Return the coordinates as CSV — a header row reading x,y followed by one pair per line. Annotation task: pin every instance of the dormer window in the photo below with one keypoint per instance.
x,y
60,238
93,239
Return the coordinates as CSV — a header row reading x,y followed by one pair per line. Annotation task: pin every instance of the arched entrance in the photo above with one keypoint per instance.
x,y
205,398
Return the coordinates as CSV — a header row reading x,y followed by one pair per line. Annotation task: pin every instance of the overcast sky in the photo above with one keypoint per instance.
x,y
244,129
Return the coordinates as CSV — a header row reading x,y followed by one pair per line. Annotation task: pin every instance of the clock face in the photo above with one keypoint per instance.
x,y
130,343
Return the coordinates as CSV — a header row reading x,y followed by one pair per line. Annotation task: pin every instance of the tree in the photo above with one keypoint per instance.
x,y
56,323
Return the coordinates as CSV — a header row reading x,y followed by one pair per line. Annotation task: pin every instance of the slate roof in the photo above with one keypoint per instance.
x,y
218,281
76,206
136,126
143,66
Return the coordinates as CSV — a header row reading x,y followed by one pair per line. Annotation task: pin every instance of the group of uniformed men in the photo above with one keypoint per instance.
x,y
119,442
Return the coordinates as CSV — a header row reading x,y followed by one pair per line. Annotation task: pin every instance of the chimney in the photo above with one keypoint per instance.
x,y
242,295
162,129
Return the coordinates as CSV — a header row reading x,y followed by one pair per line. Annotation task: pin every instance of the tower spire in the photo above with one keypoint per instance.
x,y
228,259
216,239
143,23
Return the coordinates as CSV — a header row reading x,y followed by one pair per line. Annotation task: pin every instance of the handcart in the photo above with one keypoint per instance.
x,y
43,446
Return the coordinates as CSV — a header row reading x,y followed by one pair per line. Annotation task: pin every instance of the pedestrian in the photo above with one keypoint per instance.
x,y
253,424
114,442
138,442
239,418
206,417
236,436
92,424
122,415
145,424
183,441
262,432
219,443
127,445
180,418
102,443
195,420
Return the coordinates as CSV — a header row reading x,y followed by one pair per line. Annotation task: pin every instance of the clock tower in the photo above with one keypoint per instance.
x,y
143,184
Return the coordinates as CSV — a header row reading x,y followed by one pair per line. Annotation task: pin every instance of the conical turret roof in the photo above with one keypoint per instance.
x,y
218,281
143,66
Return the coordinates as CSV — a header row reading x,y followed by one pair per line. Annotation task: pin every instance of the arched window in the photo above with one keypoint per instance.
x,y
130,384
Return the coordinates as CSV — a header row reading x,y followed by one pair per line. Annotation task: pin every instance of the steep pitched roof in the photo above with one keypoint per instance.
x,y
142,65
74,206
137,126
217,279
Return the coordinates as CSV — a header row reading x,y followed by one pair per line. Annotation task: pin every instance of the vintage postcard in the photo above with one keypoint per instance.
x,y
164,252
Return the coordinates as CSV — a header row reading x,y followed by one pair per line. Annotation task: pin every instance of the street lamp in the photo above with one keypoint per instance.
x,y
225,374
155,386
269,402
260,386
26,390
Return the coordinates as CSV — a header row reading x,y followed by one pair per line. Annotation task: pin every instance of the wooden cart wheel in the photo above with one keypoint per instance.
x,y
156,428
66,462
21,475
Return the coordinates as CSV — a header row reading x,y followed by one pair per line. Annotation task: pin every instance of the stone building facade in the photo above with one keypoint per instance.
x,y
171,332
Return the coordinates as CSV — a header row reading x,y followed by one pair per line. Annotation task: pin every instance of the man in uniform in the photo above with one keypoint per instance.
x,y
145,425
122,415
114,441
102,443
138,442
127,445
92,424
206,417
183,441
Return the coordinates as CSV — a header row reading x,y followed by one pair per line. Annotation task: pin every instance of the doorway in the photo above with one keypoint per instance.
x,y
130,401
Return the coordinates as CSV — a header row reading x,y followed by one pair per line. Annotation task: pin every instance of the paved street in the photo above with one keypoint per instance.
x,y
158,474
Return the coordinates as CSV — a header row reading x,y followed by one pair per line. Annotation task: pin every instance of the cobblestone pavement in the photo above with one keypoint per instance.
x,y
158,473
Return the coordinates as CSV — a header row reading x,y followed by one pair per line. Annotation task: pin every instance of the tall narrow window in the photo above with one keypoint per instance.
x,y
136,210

━━━━━━━━━━━━━━━━━━━━━━━━━━━━━━

> Objective
Copy every line of the material, please, keeping it exactly the same.

> Result for this exercise
Return the coordinates as CSV — a header row reading x,y followed by one pair per line. Annotation task: pin every instance of the dormer window in the photo below with one keypoint per instance.
x,y
60,238
93,239
Return the coordinates as CSV — a header row reading x,y followed by one pair per line. Annotation task: pin every instance of the arched entrance in the photo above with one keypoint per instance.
x,y
205,398
Return the coordinates as CSV — a header row reading x,y followed by one pair per line. Annotation task: pin every instance of the overcast sky in the photo above with one keypoint per instance.
x,y
244,129
Return the coordinates as CSV — a header row reading x,y followed by one pair per line. Annotation task: pin every instance of the clock face in the photo above with one keypoint per instance.
x,y
130,343
Return the coordinates as CSV — a header row reading x,y followed by one pair per line. Annotation task: pin every instance of the tree in the photo above with one keypoint per instance.
x,y
56,323
Return the coordinates as CSV — a header row reading x,y followed by one pair per line. Annotation task: pin every instance of the slate roof in the photo above with one keypoint per instance.
x,y
218,281
76,206
136,126
143,66
Return the coordinates as CSV — a header row reading x,y followed by one pair per line. Annotation task: pin every instance of the group of uniformed men in the photo above with one keypoint per instance.
x,y
119,442
Return the coordinates as CSV — a header row reading x,y followed by one pair per line. Annotation task: pin every instance of the chimney in the photo above with one keypoint per instance.
x,y
242,295
162,129
Return the coordinates as CSV — a header row reading x,y followed by one pair per line. Annotation task: pin every instance of the tower spire in the photo above with one keypoint per instance.
x,y
228,259
216,239
143,23
Return the coordinates as CSV — a header row reading x,y followed by one pair per line. Annotation task: pin every instance of the handcart in the photo above with one keypoint per instance.
x,y
43,446
Return the coordinates as CSV — a header row reading x,y followed by one pair per line. Annotation task: pin every instance of the pedestrian in the photo above with one keypoint per instance.
x,y
253,424
114,442
138,442
239,418
206,417
236,436
92,424
122,415
145,424
183,441
262,432
219,443
127,445
180,418
102,443
195,420
Return the coordinates as CSV — a header row reading x,y followed by one pair per line. Annotation task: pin every instance of the clock tower in the photo above with one keypoint per instance.
x,y
143,184
Return the coordinates as CSV — a header row reading x,y followed by one pair per line. Annotation task: pin every instance of the conical turret roof in the photo above with one keypoint per instance.
x,y
218,281
143,66
Return the coordinates as CSV — a header row reading x,y followed by one pair per line. Annotation task: pin every instance of the arched window in the photo above with one keypoint per instance.
x,y
130,384
Return the coordinates as CSV — a header row reading x,y followed by one pair per line. Annotation task: pin every instance of the steep pitched roof in the photo above with one keypoint per instance.
x,y
142,65
74,206
137,126
217,279
Return the coordinates as CSV — a header row reading x,y followed by one pair per line. Annotation task: pin every instance of the vintage postcard in the photo above with one keypoint per instance.
x,y
164,252
Return the coordinates as CSV — a header row reading x,y followed by one pair per line. Annotation task: pin every instance of the street lamp in the photo above with one keypoint per instance.
x,y
225,374
155,386
269,402
260,386
26,390
Return the coordinates as CSV — a header row reading x,y followed by one pair per line. Annotation task: pin every instance of the wooden cart wheel in the photo above with one keypoint per instance.
x,y
156,428
66,462
21,475
Return the coordinates as CSV — a header row reading x,y followed by one pair per line. Annotation task: pin every instance of the stone building facade in the photo above with one keypoint per instance.
x,y
171,332
Return the coordinates as CSV — a header row reading x,y followed by one pair per line. Annotation task: pin every instance of the man in uniform in the photo above with one keypoint per instance.
x,y
145,425
122,415
114,441
102,443
138,442
127,445
92,424
206,417
183,441
Return the coordinates as CSV — a header row reading x,y followed by one pair per line. Annotation task: pin every instance of the doorway in the photo above with one keypoint per instance.
x,y
130,401
Return the coordinates as CSV — a header row reading x,y followed by one pair per line. Annotation task: pin every instance of the paved street in the photo above with one keypoint per instance.
x,y
158,474
Return the coordinates as CSV — a header row reading x,y followed by one pair per line. Annotation task: pin every instance of the cobblestone pavement in the photo above with one keypoint per instance.
x,y
158,473
Return the coordinates as CSV — a header row reading x,y followed by one pair per line. Annotation task: pin every instance of the tall narrow window in the photo above with one keypoint per instance.
x,y
136,210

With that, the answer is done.